Görev Talimatı
Aşağıdaki kişisel marka yazısına göre, kişisel bir marka oluşturmaya başlarken ilk olarak ne belirlenmelidir?

Verilen Metin
━━━━

Kişisel Markanızı Oluşturun - Gülşah Semiz Gülşah Semiz
Kariyerinize Başlarken Kişisel Markanızı Yaratın (Personal Branding)

Kendi kişisel markamı nasıl yaratırım? Öncelikle amacınızı yani neden kişisel bir marka oluşturmak istediğinizi belirleyerek işe başlayın. Daha sonra ise sizi en doğru şekilde tanımlayacak anahtar kelimelerden bir liste oluşturun. Devamı yazıda.


Kariyerinize Başlarken Kişisel Markanızı Yaratın (Personal Branding)

Dijital devrim sonrasında hızla öne çıkan ve bizlerin düşüncelerini bir hayli meşgul eden bir diğer konu da: Kişisel Markamız. Özellikle iş dünyasının aktif bir parçası olan ya da olmayı amaçlayan herkesin bir kere de olsa bu konuyu merak etmiş ve üzerine düşünmüştür. Dijital devrim hepimizi daha “görünür” ve “bulunur” yaptıktan sonra, bazılarımız bu gücü kullanarak etki alanını oldukça genişletti, belki işini büyüttü ya da terfi aldı belki de yepyeni bir iş alanı yarattı.

━━━━

Veri Bölümü
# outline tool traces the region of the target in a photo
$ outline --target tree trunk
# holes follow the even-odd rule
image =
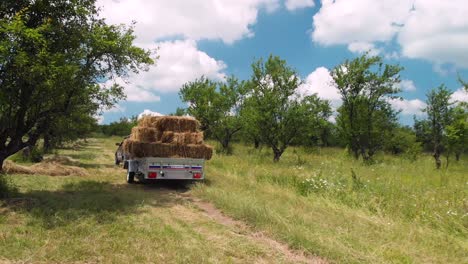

━━━━

Görev Sonucu
Amaç, yani neden kişisel bir marka oluşturmak istendiği.